Retail property stocks are in the bargain bin

Max King 30/10/2019

The savage bear market in the retail property sector may be over, but investors must tread carefully.

A24% jump in the share price of Intu Properties on 11 October, a 10% jump in Hammerson’s share price and strength in other property companies with retail exposure has raised hopes that the savage bear market in the sector is over. Richard Williams, research analyst at Marten & Co, calculates that the average share price of the six companies with most exposure had fallen more than 60% in the four years to mid-2019 before the first signs of a turn-around in August.

The sector has seen a perfect storm. Overbuilding of shopping centres on the assumption of never-ending growth in demand created excess capacity just as consumers were switching many of their purchases online. Meanwhile, rising rents, high rates and ever-more stringent traffic and parking controls discouraged both shoppers and demand for sites, while rising wage costs are lowering margins.

-- Requirement 1 --
According to the text on retail property stocks, by how much had the average share price of the six companies with the most exposure fallen in the four years to mid-2019?
-- Requirement 2 --
Resume the article on retail property stocks, picking up after its final sentence.

-- Source excerpt --
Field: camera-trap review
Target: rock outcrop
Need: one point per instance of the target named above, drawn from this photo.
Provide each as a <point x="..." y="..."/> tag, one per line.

-- Answer 1 --
More than 60%.

-- Answer 2 --
The Office for National Statistics (ONS) estimates that online sales now account for 20% of the total, a proportion that some expect to grow to 50% within a decade. While the ONS shows steady 3% per annum growth in retail sales in the last three years, the British Retail Consortium notes that there have been four months of negative sales growth since the end of the first quarter. Like-for-like sales have fallen by 1.7% since September 2018; non-food sales have underperformed food ones.